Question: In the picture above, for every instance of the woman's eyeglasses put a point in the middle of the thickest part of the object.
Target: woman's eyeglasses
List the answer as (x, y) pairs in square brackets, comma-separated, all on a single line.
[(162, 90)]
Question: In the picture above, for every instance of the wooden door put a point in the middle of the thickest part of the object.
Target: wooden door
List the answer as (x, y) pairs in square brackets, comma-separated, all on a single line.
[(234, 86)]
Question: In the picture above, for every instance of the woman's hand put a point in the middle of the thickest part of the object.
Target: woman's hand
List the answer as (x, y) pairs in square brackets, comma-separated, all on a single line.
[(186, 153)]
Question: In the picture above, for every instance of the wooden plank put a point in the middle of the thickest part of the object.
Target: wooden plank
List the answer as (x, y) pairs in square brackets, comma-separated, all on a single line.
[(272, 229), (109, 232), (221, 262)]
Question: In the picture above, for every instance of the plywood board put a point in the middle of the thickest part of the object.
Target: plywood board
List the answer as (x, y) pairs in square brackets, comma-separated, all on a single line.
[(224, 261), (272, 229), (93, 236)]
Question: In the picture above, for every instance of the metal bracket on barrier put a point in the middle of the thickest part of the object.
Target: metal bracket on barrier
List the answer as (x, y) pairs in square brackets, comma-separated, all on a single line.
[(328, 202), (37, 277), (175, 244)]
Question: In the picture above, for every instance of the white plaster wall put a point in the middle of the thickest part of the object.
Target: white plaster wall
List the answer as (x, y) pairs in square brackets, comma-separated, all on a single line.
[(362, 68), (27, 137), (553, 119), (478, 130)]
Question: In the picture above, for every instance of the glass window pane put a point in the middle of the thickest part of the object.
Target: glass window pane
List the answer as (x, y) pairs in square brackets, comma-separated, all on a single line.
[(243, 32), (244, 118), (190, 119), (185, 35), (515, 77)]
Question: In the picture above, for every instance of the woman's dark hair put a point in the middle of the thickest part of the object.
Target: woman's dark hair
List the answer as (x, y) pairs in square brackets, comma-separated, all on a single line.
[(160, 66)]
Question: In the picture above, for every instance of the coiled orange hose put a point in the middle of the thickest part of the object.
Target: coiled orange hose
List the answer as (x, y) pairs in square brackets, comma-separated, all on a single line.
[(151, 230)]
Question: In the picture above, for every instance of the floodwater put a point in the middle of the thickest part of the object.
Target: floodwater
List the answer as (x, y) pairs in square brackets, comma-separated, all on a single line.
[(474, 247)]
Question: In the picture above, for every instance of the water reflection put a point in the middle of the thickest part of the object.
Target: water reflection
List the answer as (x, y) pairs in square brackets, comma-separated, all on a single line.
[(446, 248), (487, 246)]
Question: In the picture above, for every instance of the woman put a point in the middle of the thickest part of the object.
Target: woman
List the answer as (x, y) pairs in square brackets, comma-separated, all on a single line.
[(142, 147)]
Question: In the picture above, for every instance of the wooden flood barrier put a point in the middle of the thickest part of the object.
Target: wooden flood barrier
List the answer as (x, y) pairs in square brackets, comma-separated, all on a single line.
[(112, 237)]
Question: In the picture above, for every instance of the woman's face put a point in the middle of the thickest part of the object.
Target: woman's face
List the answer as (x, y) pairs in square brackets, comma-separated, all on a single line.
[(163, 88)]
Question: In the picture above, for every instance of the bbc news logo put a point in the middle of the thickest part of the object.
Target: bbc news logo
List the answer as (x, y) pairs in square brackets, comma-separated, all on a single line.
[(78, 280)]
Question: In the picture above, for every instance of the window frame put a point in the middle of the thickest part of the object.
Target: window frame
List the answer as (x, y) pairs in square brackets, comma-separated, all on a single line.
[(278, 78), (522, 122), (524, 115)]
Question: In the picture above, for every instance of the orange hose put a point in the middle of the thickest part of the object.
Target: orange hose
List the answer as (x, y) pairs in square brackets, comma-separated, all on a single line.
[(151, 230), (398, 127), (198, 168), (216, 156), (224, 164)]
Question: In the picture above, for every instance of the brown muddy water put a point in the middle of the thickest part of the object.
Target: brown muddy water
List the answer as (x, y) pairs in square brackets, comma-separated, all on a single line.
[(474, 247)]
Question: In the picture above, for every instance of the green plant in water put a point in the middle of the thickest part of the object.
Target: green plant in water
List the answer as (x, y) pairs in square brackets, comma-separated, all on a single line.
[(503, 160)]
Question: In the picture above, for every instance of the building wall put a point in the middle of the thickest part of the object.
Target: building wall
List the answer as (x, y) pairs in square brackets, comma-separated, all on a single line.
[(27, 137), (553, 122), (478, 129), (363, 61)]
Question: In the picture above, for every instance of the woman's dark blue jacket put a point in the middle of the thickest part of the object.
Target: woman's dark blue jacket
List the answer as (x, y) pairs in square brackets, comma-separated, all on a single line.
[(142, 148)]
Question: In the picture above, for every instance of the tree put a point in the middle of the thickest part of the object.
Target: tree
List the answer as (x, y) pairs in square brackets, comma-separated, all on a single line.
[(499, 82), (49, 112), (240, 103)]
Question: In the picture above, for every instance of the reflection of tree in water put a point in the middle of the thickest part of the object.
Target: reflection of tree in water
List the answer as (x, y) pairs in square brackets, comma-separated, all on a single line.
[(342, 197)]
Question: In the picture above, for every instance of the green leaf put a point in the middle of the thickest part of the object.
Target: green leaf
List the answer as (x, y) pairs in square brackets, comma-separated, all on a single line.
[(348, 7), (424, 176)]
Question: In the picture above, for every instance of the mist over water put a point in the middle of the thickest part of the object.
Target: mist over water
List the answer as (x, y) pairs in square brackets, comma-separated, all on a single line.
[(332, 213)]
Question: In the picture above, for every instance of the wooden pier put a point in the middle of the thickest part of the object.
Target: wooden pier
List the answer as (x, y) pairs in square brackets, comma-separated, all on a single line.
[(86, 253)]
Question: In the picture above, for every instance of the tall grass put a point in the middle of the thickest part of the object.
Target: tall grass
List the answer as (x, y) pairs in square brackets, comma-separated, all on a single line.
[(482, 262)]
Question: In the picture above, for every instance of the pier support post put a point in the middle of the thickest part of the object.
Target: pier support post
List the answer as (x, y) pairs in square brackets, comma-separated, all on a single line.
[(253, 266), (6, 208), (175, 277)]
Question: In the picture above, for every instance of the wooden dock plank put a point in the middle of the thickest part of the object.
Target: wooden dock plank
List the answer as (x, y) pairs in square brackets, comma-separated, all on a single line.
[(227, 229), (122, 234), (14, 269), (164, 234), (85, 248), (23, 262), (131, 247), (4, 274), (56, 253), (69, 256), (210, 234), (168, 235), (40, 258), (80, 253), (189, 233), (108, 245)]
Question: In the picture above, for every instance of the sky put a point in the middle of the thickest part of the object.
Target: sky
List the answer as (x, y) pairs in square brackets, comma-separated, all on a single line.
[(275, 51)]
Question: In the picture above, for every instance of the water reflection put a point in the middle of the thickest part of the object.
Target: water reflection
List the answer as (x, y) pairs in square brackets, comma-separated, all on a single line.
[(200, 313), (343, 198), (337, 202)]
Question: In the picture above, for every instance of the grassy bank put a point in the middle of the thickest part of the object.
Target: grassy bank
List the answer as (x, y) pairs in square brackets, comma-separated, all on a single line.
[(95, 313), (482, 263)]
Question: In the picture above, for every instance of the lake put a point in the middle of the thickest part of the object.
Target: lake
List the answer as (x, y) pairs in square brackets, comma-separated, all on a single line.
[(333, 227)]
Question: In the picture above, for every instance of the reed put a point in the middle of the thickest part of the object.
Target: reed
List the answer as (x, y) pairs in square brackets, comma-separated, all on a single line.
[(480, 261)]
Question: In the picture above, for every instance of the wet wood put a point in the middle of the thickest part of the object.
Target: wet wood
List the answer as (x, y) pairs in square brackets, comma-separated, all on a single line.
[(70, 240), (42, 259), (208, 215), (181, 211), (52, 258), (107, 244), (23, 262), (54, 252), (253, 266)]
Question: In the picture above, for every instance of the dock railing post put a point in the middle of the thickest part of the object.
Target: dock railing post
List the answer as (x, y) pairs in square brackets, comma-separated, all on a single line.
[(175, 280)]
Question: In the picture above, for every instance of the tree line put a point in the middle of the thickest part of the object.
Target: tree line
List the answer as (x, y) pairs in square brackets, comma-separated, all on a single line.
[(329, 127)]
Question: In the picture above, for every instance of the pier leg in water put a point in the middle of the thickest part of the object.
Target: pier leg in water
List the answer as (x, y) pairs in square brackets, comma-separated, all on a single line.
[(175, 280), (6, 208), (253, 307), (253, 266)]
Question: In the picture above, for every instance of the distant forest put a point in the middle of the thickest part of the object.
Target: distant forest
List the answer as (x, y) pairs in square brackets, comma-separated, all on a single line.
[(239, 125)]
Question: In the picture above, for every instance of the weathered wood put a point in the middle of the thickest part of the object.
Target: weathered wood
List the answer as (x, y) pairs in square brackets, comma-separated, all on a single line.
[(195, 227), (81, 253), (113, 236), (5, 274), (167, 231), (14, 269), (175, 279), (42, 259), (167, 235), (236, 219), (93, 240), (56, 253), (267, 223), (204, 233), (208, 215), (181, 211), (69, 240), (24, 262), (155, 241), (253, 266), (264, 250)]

^^^^

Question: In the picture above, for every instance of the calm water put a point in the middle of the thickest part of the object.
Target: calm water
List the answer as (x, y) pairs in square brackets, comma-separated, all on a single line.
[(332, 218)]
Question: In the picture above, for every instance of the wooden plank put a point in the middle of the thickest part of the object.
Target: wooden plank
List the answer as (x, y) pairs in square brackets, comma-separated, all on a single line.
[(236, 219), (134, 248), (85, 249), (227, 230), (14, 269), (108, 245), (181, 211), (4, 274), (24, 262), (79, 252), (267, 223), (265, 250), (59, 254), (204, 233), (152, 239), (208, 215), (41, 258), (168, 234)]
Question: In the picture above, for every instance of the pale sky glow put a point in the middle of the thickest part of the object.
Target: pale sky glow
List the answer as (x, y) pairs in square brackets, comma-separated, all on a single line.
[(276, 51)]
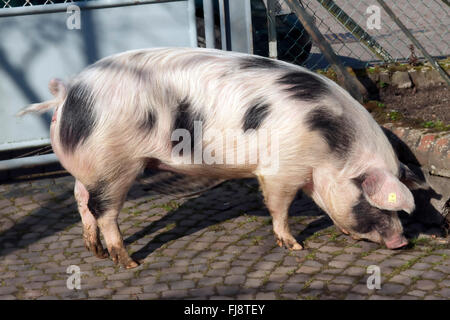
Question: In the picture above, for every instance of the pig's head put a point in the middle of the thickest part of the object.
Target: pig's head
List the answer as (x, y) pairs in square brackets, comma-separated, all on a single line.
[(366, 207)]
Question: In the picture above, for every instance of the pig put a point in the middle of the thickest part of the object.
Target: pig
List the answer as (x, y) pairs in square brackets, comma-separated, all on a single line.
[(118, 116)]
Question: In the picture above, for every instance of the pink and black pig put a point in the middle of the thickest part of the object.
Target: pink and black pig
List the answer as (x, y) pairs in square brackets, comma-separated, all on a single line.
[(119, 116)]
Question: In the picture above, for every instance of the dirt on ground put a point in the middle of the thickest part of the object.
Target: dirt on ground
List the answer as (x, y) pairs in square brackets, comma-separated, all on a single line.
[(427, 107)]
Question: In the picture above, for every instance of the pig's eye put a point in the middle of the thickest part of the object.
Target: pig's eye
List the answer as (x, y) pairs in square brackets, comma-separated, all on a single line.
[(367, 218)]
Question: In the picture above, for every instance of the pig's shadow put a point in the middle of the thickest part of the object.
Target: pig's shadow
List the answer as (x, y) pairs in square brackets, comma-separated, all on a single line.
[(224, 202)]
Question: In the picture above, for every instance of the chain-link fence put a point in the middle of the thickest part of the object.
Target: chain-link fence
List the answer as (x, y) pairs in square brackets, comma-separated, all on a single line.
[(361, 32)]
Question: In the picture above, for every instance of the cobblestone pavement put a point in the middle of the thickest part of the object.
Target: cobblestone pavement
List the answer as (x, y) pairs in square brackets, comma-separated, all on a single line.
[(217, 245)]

^^^^

■ Exercise
State how many lines of the data above contain the word "over", treating uppercase and lowercase as distinct, and reply with only that number.

■ Task output
2